TASK BRIEF: Quote the listing below in its entirety.

MATERIALS PROVIDED:
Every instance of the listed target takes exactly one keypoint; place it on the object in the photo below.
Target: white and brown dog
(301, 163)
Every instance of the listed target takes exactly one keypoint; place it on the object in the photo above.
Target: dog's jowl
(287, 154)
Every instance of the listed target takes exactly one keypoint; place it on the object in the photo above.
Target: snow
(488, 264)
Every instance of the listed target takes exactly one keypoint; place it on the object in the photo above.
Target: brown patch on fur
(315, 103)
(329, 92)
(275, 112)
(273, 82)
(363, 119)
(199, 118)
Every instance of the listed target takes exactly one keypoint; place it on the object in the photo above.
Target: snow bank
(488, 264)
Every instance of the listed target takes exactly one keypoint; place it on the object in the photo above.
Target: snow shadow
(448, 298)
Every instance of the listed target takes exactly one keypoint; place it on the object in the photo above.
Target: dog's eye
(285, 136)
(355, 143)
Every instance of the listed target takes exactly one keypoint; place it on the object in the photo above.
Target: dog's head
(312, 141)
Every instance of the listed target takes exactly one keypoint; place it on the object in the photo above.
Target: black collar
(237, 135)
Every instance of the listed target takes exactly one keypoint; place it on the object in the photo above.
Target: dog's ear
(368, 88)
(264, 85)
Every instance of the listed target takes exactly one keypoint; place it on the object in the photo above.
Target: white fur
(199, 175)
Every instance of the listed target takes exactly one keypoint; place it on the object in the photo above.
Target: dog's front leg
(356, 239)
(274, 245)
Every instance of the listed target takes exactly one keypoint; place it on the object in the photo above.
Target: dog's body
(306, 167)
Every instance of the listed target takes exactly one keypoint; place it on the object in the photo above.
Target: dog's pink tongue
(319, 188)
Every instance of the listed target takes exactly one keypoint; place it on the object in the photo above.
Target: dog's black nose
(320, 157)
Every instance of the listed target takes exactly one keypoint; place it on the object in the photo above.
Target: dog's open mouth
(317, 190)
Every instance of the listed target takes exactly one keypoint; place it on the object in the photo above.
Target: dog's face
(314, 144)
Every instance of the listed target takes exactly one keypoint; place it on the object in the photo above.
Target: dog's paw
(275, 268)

WRITTEN SOLUTION:
Every instance of the listed target takes exactly one keypoint; place it on the object in the photo below.
Target: white and brown dog
(301, 163)
Every instance of the listed target takes exactly one keypoint; place it on the object in the photo above.
Target: dog's jowl
(287, 154)
Every instance of the listed target takes exactly one keypoint; place it on the object in the photo above.
Target: snow
(488, 264)
Every instance of the listed target takes exactly one keypoint; place it on the object in the photo above.
Target: brown patch on fur
(315, 103)
(329, 92)
(275, 112)
(273, 82)
(363, 119)
(199, 118)
Every instance of the listed target takes exactly one keypoint; place it on the object in the photo above.
Target: snow bank
(488, 264)
Every instance of the listed target takes exactly one keypoint; place it on the object in the photo above.
Target: snow shadow
(448, 298)
Every instance of the listed target takes exactly one keypoint; place it on the object in the photo above.
Target: dog's eye
(285, 136)
(355, 143)
Every instance of the listed target takes exactly one keypoint; place it on the object in the photo above.
Target: dog's head
(312, 141)
Every instance of the listed target takes exactly one keypoint; place it on the object in the photo above.
Target: black collar
(237, 135)
Every instance of the listed target takes exactly one keypoint; place it on the object in the photo above.
Target: dog's ear
(368, 88)
(264, 85)
Every instance of the listed target takes exactly one keypoint; place it on the object in the photo above.
Target: white fur
(199, 175)
Every instance of the listed target takes exactly one keypoint; place it on the object in the photo above.
Target: dog's front leg
(356, 239)
(274, 245)
Every instance of the listed target takes exactly one keypoint; place it on the object in the photo above.
Target: dog's body
(306, 167)
Every instance of the listed target takes exactly one keypoint; place it on the object in the photo above.
Target: dog's pink tongue
(319, 188)
Every instance of the listed target takes exactly one keypoint; place it on the object in the photo above.
Target: dog's black nose
(320, 157)
Every instance of the listed target takes exactly one keypoint; place it on the object in the photo above.
Target: dog's open mouth
(317, 190)
Every instance of the listed target takes exactly one keypoint; place it on the object in the photo above.
Target: dog's face
(314, 144)
Every instance of the listed target takes exactly one keypoint; place it on the object in the photo above.
Target: dog's paw
(275, 268)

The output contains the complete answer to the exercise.